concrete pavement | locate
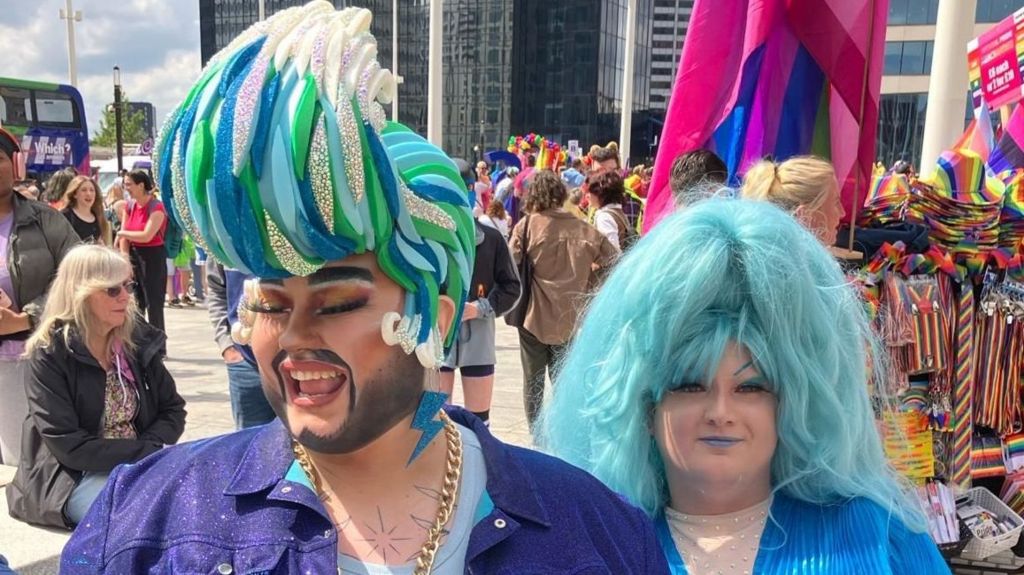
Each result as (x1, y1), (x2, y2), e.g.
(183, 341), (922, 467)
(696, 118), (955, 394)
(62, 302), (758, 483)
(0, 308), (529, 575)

######

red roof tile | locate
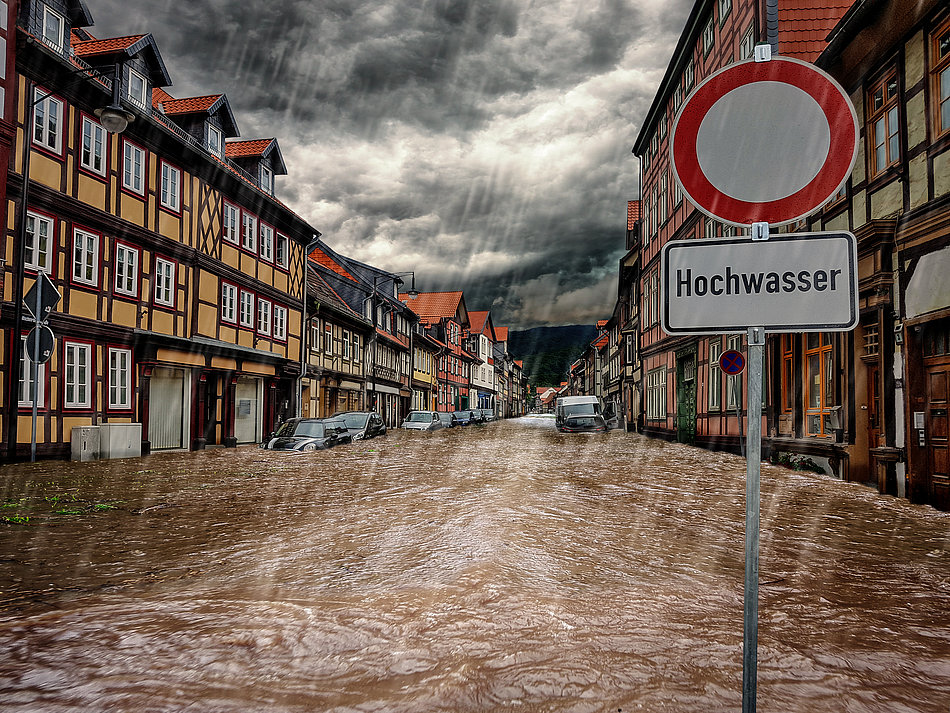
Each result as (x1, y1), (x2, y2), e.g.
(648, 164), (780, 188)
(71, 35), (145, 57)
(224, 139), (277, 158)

######

Task instructions |
Reproduce the lines from the one containing "red roof tile | locate" through the one containing "(224, 139), (277, 158)", both included, omitting the pictures.

Result |
red roof tile | locate
Each result as (x1, y1), (x2, y2), e.g.
(648, 164), (780, 188)
(71, 35), (145, 57)
(224, 139), (277, 158)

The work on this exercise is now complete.